▶ [EXERCISE] From the material below, pick out each line that contains the string "white" and copy those lines in full.

▶ [RECORDS SUPPLIED]
--- START ---
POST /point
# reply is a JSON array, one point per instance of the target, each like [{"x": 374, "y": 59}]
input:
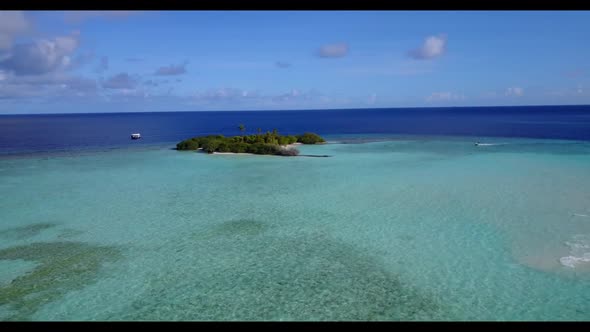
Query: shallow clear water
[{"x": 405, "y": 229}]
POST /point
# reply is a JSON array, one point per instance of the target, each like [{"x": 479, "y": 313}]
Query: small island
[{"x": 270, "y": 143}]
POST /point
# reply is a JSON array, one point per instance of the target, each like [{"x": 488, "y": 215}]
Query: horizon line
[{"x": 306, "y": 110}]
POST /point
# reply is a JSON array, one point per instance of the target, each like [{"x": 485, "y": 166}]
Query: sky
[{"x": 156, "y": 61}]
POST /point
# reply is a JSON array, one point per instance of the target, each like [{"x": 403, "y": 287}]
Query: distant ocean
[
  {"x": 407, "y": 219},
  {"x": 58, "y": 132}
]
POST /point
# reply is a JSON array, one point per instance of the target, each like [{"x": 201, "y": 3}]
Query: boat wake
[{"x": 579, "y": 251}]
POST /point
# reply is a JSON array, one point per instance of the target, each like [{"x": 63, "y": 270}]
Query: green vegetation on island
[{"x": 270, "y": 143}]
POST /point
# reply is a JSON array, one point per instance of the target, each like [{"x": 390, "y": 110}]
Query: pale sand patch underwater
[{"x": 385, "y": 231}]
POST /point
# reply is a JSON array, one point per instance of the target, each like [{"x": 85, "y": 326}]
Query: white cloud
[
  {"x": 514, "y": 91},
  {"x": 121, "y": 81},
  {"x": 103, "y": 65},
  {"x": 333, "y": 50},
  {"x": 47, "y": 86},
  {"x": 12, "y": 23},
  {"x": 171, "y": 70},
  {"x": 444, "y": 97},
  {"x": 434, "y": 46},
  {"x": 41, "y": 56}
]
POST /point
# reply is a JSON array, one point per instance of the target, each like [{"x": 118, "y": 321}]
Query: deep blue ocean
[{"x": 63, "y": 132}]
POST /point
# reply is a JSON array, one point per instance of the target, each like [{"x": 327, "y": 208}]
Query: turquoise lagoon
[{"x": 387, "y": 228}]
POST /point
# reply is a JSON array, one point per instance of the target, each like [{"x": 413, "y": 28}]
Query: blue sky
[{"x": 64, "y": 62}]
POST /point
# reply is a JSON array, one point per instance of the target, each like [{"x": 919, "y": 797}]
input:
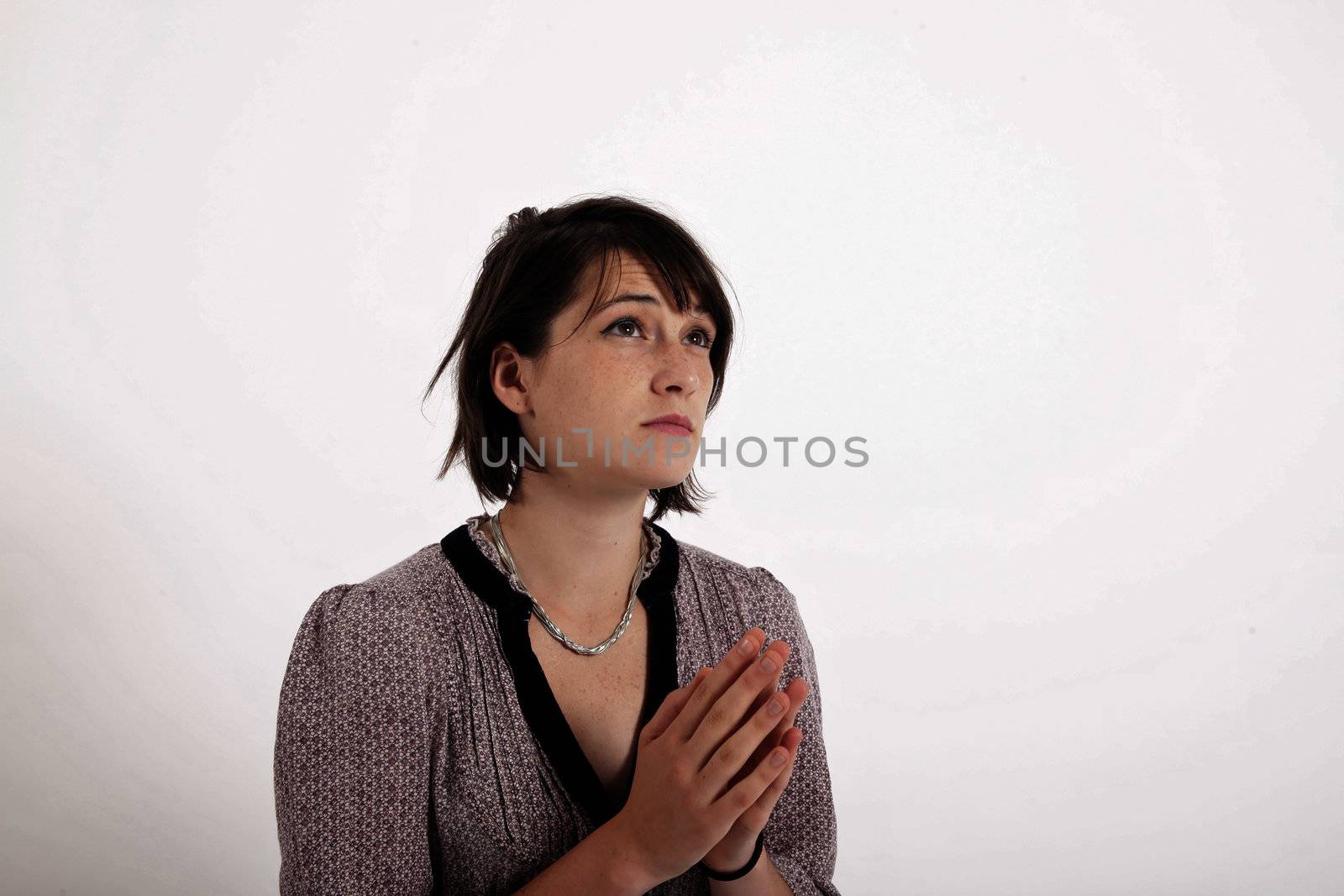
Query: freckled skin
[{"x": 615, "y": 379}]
--- END ---
--- START ---
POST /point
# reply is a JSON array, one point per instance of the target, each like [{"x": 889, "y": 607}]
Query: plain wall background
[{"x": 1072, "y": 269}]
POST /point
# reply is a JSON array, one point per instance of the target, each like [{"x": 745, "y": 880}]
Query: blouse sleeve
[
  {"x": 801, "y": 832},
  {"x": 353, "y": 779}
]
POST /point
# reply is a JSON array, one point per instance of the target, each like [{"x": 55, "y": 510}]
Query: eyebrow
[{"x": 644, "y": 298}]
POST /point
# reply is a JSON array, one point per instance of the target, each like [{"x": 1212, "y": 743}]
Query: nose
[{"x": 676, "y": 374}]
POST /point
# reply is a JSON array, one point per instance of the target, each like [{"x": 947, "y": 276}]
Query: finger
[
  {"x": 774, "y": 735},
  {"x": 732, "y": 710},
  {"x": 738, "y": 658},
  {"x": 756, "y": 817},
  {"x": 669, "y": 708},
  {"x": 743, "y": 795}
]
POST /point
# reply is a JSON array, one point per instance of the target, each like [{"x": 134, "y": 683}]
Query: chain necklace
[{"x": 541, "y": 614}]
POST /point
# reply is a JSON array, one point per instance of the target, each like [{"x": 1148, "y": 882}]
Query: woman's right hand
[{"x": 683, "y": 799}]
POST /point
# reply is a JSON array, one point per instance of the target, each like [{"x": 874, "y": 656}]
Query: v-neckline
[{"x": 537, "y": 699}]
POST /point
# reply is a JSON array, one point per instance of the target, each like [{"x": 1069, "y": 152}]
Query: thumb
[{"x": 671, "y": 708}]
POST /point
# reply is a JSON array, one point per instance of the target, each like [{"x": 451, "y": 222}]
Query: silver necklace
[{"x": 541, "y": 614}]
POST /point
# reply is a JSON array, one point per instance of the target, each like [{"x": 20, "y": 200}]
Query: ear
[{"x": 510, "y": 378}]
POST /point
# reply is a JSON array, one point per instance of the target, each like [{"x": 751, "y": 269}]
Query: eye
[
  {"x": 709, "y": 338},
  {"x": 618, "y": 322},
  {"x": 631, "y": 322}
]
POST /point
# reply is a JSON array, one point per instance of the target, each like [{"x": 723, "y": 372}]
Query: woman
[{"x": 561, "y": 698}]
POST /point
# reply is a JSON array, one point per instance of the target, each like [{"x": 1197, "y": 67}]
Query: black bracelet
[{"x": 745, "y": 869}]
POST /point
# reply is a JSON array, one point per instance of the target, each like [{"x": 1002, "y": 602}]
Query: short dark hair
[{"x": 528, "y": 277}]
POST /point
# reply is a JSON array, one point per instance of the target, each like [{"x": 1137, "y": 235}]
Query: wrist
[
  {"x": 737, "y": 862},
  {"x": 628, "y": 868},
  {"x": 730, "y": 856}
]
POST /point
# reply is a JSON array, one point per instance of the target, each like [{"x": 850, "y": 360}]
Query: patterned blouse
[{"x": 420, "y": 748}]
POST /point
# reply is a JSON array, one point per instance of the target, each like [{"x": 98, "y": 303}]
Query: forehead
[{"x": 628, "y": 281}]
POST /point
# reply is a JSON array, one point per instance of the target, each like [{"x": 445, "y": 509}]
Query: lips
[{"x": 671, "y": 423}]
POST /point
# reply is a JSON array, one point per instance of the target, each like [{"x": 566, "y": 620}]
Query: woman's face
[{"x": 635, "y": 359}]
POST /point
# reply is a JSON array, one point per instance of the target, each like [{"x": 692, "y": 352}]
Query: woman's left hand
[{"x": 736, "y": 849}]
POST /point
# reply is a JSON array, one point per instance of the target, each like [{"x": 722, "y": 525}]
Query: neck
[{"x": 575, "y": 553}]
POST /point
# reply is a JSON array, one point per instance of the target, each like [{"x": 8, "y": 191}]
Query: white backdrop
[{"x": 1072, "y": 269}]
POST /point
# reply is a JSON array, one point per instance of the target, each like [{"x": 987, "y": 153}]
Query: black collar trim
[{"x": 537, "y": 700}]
--- END ---
▶ [WRITTEN ANSWER]
Query: white cloud
Query: white backdrop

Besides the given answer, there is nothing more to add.